▶ **Document**:
# Why bosses are that way.



## Salty dog

So I have a cook who's worked for me for about 6 years. His performance has been noticeably declining over the last couple years. He's been hitting the bottle heavy and his wife gave him the boot. After a busy Saturday night where he got his ass kicked he quit. He called me the next day and begged for his job back. "I have to work right now or I'll go crazy!" So I gave him another shot. He still drags but we pamper him in hopes he comes out of his funk. We try and support each other.

He quit at 2:00 Valentine's Day afternoon. Well, at least he called?


----------



## Eamon Burke

Weeeeeak. We had three people(out of 7) quit on the same day,and one guy who quit by having his mom call in for him.


----------



## sachem allison

I deported 8 of my cooks once, bastards!


----------



## barramonday

As you say Salty , at least he called. Valentines is a rough night to pike out on your kitchen brothers!


----------



## Salty dog

One's that have been carrying his ass for the last year!

It also meant I was working the line. 

I almost forgot how good I was.* Almost.*


----------



## Johnny.B.Good

Sounds like he is struggling, but still...after six years? And after being given a second chance? On Valentine's Day? Pretty bad. Why burn this bridge on his way out?


----------



## Peco

sachem allison said:


> I deported 8 of my cooks once, bastards!


----------



## Salty dog

He's not thinking about bridges right now. One of the reasons I kept him on was to keep an eye on him. We've been through some stuff and I worry about how deep and dark his depression is. If you know what I mean?

Even though he screwed me my standing order of "call me if you start thinking about doing something stupid", still stands.


----------



## Johnny.B.Good

Salty dog said:


> We've been through some stuff and I worry about how deep and dark his depression is.



I would be worried too. He's lucky to have you as a friend. When do you start auditioning new cooks?


----------



## Eamon Burke

Salty dog said:


> One's that have been carrying his ass for the last year!
> 
> It also meant I was working the line.
> 
> I almost forgot how good I was.* Almost.*



Too bad the d-dub didn't leave. I've seen you sort spoons.


----------



## Deckhand

Caledonia has more muck deposits than any other county in the state.

By the way really sorry that happened. Like you didn't have enough headaches right now.
Hope he gets some help.


----------



## stevenStefano

The place I work, the Head Chef has been there for 35 years, and everyone else about 20, me just 8. Funny how in some places there is a large turnover of staff but not other places


----------



## ThEoRy

That sucks man. I've had a couple guys bail on me during some of the busiest days of the year. Most times it's like, "well he was a ***** and couldn't handle the pressure on the line anyway, go back to making sandwiches all day." But sometimes I can't help but feel responsible partly for putting them in over their head. You know a guy isn't fully ready but you wanna give him a shot to step up and advance himself. I know how I react under pressure. I thrive on that ****. I rise above it and better myself because of it. That's how I got where I am today. My problem is however, and I do this all the time, I expect everyone to feel like me or think like me. Not everyone cares that much, and I have a hard time accepting that.

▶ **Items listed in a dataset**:
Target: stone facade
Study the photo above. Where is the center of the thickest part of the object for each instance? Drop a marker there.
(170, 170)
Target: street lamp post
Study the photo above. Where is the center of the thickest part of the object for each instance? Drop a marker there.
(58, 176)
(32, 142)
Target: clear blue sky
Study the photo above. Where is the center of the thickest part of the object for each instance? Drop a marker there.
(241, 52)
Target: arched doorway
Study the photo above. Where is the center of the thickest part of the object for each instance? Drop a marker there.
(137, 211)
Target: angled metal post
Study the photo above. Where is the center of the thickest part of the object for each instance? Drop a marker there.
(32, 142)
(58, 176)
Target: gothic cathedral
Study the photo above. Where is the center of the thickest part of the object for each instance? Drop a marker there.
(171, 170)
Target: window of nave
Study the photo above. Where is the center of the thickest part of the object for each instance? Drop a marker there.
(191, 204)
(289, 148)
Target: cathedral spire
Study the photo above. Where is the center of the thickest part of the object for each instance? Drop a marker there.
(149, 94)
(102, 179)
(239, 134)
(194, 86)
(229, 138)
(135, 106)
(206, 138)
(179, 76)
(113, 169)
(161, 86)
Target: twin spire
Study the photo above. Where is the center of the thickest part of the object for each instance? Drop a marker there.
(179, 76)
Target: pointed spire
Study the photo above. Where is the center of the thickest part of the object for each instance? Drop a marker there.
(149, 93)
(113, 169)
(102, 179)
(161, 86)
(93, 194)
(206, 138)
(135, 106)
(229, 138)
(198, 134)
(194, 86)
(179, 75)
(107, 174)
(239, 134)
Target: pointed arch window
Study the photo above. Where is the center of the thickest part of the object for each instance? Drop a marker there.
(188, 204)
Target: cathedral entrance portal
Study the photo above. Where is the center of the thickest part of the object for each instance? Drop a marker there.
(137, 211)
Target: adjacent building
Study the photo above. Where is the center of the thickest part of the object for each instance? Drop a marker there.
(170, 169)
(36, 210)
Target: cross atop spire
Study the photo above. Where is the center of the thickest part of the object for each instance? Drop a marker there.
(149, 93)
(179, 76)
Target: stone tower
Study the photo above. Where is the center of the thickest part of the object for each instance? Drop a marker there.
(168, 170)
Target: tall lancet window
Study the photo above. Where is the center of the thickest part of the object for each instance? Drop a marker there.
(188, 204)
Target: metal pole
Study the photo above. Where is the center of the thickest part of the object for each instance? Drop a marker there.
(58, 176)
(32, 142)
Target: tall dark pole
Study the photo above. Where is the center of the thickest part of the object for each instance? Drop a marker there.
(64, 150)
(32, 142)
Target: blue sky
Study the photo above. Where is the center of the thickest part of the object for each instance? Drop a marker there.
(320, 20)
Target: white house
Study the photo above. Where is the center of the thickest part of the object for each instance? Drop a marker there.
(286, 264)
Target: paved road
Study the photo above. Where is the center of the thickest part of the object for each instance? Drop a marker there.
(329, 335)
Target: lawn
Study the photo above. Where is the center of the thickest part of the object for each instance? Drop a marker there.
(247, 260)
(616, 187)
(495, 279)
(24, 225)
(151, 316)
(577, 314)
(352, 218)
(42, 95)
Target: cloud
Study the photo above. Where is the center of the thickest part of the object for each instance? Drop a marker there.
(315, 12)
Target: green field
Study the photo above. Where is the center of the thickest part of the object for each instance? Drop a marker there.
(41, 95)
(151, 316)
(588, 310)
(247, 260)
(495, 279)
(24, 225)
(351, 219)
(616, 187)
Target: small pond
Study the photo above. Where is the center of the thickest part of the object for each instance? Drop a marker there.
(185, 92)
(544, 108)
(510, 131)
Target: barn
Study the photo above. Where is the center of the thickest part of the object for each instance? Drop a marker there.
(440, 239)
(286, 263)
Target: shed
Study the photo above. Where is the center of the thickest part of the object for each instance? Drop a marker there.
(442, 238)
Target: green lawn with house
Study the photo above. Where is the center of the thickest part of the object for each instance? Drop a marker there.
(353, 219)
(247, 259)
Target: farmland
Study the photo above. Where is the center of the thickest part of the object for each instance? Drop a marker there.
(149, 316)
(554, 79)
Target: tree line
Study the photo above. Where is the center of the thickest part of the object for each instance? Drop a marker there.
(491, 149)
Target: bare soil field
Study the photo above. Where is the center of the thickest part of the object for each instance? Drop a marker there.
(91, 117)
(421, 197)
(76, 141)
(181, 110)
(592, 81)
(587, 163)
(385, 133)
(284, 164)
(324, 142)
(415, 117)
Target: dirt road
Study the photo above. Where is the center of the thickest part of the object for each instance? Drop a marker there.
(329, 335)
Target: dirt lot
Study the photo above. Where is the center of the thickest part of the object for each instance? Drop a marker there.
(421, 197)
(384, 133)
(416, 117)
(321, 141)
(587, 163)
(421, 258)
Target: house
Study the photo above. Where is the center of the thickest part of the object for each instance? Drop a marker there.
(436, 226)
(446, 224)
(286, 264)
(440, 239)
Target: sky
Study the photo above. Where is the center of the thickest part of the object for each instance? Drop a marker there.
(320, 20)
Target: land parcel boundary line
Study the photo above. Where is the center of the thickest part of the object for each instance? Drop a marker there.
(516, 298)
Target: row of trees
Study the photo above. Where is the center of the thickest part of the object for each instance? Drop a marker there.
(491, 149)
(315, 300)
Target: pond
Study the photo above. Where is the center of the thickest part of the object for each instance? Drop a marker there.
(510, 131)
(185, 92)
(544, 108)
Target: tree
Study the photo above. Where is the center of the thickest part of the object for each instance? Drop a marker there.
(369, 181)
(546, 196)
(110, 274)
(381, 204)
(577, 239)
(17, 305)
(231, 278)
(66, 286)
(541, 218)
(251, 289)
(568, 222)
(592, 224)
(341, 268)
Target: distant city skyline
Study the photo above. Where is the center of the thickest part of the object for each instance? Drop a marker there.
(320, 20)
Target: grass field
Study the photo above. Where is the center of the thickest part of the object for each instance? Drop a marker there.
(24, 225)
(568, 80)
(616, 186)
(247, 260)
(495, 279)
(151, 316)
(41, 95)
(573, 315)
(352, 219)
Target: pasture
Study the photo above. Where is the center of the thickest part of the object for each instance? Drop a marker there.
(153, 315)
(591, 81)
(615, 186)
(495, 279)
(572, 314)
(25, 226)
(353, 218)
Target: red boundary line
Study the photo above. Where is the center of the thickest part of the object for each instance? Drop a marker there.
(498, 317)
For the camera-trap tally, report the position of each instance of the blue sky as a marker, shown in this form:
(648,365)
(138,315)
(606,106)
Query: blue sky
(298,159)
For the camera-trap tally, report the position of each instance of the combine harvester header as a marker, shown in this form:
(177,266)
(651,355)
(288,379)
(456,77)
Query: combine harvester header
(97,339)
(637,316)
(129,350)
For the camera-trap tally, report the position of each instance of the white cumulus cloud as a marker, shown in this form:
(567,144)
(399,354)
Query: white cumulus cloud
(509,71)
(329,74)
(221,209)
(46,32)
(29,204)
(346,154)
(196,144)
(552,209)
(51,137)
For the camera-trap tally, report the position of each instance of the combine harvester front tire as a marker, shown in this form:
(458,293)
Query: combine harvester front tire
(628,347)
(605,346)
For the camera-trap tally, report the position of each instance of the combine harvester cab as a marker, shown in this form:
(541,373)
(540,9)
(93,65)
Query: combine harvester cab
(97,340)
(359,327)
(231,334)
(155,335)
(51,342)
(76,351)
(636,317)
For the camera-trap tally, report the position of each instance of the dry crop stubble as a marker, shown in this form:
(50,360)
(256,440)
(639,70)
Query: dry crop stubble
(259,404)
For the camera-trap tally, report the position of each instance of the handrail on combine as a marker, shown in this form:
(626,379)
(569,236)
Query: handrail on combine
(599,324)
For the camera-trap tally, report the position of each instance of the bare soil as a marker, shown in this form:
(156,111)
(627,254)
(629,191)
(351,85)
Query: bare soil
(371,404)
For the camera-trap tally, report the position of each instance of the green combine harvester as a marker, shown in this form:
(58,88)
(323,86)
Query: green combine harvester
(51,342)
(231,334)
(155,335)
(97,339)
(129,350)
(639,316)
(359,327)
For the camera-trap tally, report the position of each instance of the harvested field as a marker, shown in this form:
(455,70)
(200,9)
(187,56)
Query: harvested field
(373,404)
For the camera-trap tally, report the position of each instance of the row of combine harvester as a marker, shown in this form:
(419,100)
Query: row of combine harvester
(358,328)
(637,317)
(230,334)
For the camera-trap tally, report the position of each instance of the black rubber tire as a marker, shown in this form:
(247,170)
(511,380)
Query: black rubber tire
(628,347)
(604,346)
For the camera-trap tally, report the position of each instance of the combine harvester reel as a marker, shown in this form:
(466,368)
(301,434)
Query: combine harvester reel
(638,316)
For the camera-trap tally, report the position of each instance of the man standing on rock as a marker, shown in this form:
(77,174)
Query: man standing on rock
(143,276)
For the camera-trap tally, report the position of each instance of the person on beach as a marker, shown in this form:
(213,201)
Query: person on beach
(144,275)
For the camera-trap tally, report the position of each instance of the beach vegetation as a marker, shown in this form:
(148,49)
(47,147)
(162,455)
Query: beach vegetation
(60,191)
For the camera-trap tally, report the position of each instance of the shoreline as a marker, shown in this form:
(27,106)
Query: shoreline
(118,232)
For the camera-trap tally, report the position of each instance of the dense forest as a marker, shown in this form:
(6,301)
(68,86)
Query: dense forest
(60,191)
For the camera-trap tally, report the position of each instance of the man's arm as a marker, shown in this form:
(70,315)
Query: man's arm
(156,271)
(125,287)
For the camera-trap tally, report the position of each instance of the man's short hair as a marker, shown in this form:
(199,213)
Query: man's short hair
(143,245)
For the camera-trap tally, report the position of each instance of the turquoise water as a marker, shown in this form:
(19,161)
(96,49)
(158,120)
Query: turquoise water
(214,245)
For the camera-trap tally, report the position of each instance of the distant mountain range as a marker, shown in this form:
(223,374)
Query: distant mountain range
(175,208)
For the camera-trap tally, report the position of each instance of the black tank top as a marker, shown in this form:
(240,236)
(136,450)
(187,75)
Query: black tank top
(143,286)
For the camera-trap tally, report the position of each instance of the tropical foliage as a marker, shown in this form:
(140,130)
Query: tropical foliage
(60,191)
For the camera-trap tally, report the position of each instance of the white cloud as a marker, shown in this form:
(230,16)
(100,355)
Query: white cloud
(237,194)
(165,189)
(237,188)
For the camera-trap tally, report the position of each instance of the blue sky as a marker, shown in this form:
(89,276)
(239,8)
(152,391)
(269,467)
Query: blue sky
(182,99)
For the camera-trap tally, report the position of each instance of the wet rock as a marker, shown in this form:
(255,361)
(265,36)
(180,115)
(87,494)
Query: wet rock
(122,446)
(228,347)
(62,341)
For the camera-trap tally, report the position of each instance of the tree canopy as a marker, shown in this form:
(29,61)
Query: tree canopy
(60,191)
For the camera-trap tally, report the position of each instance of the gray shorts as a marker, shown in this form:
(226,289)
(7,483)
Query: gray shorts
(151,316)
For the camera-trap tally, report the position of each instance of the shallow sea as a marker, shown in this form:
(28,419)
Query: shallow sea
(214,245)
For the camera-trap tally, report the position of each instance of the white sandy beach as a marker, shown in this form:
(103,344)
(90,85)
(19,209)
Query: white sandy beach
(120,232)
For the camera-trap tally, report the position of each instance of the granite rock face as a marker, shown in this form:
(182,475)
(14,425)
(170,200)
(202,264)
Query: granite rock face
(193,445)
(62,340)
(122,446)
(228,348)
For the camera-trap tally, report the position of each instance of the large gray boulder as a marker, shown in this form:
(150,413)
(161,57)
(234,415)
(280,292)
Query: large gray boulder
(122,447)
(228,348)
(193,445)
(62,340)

▶ **Complete the following**:
**a.** In the forum thread about the cook who quit, how long had the cook worked for Salty dog?
**b.** Copy the forum thread word for word from "Sounds like he" to "his way out?".

▶ **Final results**:
**a.** About 6 years.

**b.**
Sounds like he is struggling, but still...after six years? And after being given a second chance? On Valentine's Day? Pretty bad. Why burn this bridge on his way out?